Format the lines from the line containing "of the blue" up to and including the line containing "216L493 154L560 117L583" as a numbered list, leaving out any blank lines.
□ □ □ □ □
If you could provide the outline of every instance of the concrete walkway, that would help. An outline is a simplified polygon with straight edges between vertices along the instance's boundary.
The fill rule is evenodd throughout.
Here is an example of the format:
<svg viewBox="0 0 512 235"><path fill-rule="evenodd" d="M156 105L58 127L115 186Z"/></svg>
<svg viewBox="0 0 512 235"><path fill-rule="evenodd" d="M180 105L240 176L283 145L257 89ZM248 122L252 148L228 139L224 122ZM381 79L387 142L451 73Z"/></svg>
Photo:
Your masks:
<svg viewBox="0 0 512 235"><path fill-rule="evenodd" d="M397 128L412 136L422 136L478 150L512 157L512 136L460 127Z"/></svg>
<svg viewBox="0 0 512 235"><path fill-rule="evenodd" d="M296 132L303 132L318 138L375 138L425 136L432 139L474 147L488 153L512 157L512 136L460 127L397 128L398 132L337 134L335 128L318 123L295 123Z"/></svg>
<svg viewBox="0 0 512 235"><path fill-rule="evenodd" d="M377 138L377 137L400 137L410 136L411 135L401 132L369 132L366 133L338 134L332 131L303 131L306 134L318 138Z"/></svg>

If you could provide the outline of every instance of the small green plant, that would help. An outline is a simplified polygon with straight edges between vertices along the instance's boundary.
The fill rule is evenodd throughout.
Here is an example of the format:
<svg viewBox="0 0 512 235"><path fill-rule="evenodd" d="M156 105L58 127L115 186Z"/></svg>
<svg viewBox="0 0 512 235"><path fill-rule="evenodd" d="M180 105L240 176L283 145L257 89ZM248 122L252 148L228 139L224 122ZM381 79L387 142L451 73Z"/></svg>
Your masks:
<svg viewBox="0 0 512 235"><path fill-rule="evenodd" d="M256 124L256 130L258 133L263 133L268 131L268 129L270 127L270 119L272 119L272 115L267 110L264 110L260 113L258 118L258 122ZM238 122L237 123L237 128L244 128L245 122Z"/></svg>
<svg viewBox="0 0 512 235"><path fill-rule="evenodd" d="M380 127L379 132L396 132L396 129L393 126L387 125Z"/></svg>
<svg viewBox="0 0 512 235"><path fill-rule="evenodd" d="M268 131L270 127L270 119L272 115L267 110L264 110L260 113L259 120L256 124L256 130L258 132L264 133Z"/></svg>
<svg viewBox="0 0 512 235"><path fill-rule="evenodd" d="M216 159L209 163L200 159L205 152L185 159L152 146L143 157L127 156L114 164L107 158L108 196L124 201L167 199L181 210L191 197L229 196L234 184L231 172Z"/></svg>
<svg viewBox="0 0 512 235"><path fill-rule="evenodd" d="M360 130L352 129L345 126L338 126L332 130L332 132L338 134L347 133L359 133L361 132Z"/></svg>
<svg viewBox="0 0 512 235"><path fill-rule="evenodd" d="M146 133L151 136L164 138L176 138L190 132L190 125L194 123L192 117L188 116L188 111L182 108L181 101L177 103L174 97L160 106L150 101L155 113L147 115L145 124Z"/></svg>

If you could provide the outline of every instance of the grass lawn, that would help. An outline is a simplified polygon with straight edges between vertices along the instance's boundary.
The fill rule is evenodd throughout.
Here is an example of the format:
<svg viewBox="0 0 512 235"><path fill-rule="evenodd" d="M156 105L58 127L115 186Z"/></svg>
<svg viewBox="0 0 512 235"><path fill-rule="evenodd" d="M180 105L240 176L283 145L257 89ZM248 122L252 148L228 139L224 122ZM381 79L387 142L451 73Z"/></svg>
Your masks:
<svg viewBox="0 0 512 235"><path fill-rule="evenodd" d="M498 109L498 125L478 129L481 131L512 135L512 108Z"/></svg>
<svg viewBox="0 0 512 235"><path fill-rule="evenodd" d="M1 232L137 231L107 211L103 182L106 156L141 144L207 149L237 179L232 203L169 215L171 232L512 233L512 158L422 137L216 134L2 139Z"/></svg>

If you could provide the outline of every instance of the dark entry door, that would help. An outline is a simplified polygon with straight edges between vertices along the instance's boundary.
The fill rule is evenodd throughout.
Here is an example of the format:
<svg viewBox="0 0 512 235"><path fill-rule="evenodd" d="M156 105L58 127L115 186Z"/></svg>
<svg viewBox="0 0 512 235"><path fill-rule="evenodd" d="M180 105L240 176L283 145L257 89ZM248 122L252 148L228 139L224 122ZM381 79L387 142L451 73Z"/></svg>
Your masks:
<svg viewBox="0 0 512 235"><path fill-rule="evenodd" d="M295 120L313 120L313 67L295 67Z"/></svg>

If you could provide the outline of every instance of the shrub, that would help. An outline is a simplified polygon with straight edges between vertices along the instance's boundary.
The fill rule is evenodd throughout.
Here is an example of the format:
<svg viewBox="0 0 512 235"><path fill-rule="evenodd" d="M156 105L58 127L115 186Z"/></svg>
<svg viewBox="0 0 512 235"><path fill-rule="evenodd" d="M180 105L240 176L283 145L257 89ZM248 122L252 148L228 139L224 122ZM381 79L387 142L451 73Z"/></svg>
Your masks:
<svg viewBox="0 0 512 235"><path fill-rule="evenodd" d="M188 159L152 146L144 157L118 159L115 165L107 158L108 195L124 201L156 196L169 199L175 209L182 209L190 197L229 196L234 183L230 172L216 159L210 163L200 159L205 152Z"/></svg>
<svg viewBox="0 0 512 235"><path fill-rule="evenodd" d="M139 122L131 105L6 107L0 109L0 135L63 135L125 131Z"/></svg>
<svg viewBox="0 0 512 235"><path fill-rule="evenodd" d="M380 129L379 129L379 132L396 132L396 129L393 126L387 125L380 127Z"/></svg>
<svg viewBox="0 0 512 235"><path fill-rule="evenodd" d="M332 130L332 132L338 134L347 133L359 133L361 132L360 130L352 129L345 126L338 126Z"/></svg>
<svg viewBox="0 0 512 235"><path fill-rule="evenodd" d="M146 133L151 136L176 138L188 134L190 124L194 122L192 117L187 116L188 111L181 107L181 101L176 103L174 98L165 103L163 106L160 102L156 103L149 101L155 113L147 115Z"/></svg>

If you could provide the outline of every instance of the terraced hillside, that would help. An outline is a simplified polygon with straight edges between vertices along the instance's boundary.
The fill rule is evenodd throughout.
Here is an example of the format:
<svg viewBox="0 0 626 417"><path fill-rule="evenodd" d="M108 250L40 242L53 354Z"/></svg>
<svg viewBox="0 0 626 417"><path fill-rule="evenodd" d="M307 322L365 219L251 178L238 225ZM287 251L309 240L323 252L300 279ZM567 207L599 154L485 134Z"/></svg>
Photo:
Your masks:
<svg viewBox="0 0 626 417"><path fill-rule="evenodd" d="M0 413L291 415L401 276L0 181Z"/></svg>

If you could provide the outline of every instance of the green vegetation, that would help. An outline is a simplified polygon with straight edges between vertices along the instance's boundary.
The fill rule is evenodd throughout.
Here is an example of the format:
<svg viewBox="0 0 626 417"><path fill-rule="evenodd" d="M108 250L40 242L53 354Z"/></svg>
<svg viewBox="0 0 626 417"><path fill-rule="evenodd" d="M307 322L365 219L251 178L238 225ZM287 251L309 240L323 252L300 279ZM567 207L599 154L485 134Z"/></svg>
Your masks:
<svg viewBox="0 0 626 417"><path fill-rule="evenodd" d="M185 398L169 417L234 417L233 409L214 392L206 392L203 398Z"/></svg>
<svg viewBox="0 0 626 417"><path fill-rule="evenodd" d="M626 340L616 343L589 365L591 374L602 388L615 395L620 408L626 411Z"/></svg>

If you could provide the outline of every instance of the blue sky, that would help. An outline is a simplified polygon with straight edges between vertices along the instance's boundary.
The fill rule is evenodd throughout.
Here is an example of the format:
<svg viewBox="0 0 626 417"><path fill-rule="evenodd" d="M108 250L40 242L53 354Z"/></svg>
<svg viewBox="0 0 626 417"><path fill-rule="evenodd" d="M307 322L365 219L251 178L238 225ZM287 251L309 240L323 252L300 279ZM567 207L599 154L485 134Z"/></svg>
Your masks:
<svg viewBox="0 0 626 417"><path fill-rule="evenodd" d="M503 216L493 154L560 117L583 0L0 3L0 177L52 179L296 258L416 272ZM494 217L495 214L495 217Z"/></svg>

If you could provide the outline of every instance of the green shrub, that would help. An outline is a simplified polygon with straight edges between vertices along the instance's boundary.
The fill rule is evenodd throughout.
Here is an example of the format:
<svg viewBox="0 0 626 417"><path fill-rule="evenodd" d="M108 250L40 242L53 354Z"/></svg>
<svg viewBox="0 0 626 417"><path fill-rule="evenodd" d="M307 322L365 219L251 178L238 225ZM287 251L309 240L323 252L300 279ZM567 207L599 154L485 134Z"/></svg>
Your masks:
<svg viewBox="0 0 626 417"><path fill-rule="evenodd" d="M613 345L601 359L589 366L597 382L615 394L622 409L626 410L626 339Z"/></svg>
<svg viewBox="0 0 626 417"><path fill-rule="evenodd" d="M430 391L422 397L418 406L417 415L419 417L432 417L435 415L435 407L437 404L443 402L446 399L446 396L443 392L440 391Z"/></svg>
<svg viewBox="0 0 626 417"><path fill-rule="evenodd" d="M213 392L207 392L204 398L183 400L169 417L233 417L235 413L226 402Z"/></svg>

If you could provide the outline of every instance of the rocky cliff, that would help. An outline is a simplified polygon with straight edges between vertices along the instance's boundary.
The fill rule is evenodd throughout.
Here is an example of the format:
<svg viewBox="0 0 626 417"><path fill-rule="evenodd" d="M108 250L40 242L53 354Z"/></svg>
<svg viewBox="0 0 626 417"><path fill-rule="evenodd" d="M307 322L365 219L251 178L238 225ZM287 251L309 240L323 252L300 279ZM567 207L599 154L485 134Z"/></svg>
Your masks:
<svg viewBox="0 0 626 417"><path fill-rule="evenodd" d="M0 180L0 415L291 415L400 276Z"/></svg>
□ □ □ □ □
Exercise output:
1. If you could provide the outline of every instance of the blue sky, that would help. An outline is a simplified polygon with straight edges between vertices along the instance's boundary.
2. The fill rule is evenodd throughout.
3. Here is an example of the format:
4. <svg viewBox="0 0 626 417"><path fill-rule="evenodd" d="M108 250L40 242L53 354Z"/></svg>
5. <svg viewBox="0 0 626 417"><path fill-rule="evenodd" d="M307 322L365 219L251 178L238 225ZM287 251L309 240L323 252L300 279ZM567 207L599 154L485 134Z"/></svg>
6. Your masks:
7. <svg viewBox="0 0 626 417"><path fill-rule="evenodd" d="M503 216L493 154L560 117L583 0L0 3L0 177L52 179L296 258L416 272ZM494 217L495 214L495 217Z"/></svg>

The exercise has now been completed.